**WAT JE DOET:**
• a. Hoe vaak wordt mensen na een keuring gevraagd om antistoffenplasma te doneren, volgens de tekst over de antistoffenmetingen van Sanquin?
• b. Citeer uit de tekst over de antistoffenmetingen van Sanquin het stuk van "De daling betekent" tot en met "gereed te hebben.".

**DOCUMENTTEKST:**
========

Professor Hans Zaaijer van Sanquin benadrukt dat de gedaalde antistoffenniveaus niet hoeven te betekenen dat mensen ook weer vatbaar zijn voor het virus. “Het lichaam bouwt tijdens en na zo’n infectie ook immuungeheugen op. Dat betekent, dat bij een nieuwe infectie, het lichaam razendsnel weer antistoffen op kan bouwen. Een virus kan zo alsnog snel opgeruimd worden.” De daling van de antistoffen treedt niet bij iedereen op. Een flink deel van de donors met antistoffen houdt nog steeds een hoog niveau van antistoffen.
De daling betekent wel dat er meer haast zit achter het inzamelen van plasma van genezen COVID-19-patiënten voor het maken van een geneesmiddel. Sanquin zamelt dat plasma in om de antistoffen te kunnen concentreren en zo een geneesmiddel te maken dat (preventief) kan worden ingezet voor kwetsbare mensen. De planning is om dat medicijn dit najaar gereed te hebben.
Sanquin blijft de percentages antistoffen de komende tijd meten. Met het RIVM is afgesproken dat sowieso de rest van 2020 te blijven doen op wekelijkse basis. Zaaijer: “We willen graag weten of de daling doorzet. En door dit onderzoek zien we ook heel snel of het aantal besmettingen weer stijgt, en zo ja: waar.”
Mensen die genezen zijn van COVID-19 kunnen zich bij Sanquin melden als ze plasma willen doneren. Na een keuring wordt hen gevraagd om 4 tot 6 keer antistoffenplasma te doneren. Met dat plasma maakt Sanquin een geneesmiddel.

========

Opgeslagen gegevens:
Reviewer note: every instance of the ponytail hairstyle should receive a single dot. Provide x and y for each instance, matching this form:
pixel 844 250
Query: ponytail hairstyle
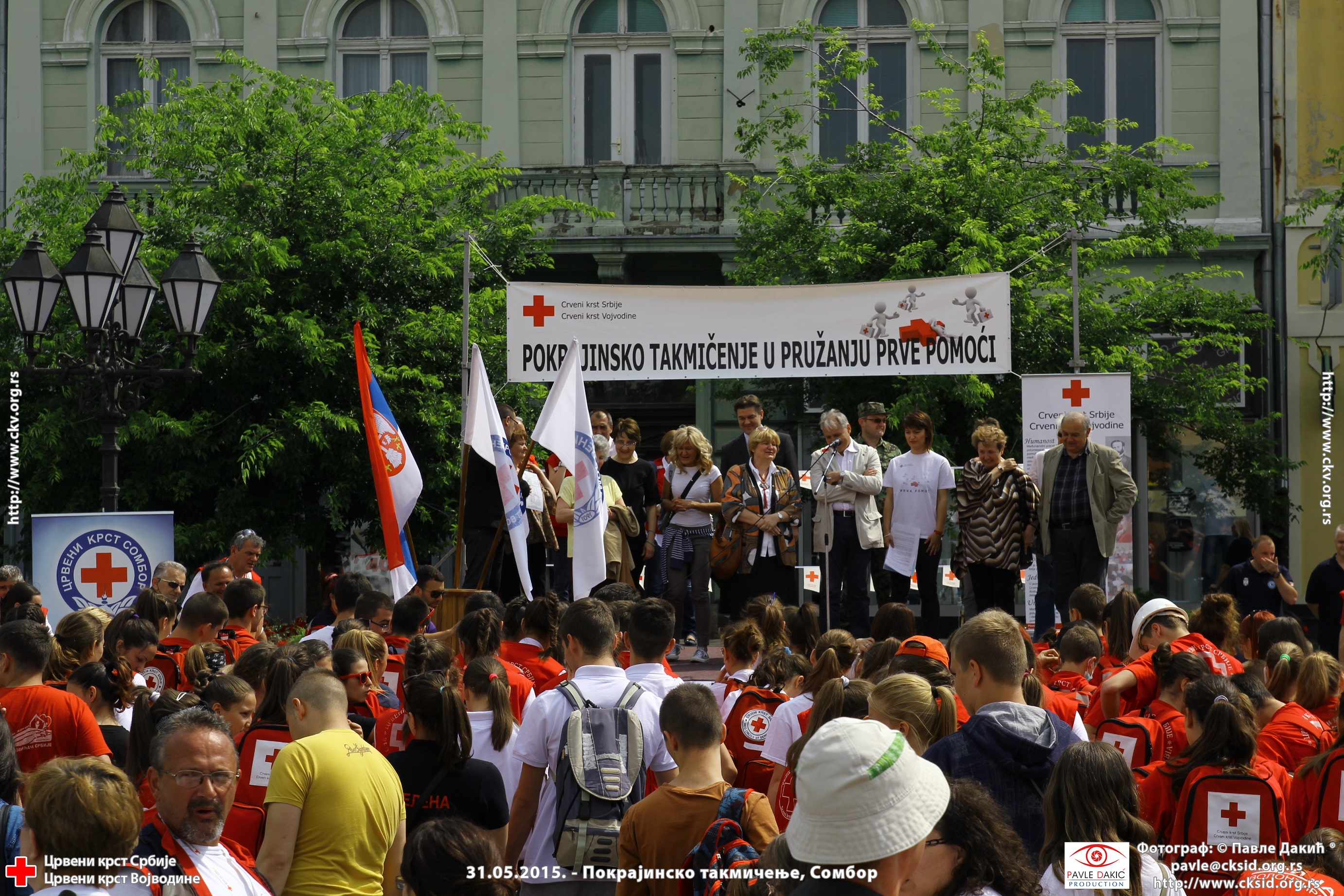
pixel 288 664
pixel 113 679
pixel 1172 667
pixel 1217 620
pixel 744 641
pixel 157 609
pixel 486 677
pixel 1120 621
pixel 875 659
pixel 768 616
pixel 77 636
pixel 803 629
pixel 1227 730
pixel 542 622
pixel 1092 797
pixel 835 653
pixel 441 716
pixel 203 657
pixel 834 700
pixel 144 726
pixel 1284 665
pixel 930 711
pixel 227 691
pixel 422 655
pixel 777 667
pixel 1318 682
pixel 479 635
pixel 131 632
pixel 368 645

========

**ANTWOORDEN PER OPDRACHT:**
• a. 4 tot 6 keer.

• b.
De daling betekent wel dat er meer haast zit achter het inzamelen van plasma van genezen COVID-19-patiënten voor het maken van een geneesmiddel. Sanquin zamelt dat plasma in om de antistoffen te kunnen concentreren en zo een geneesmiddel te maken dat (preventief) kan worden ingezet voor kwetsbare mensen. De planning is om dat medicijn dit najaar gereed te hebben.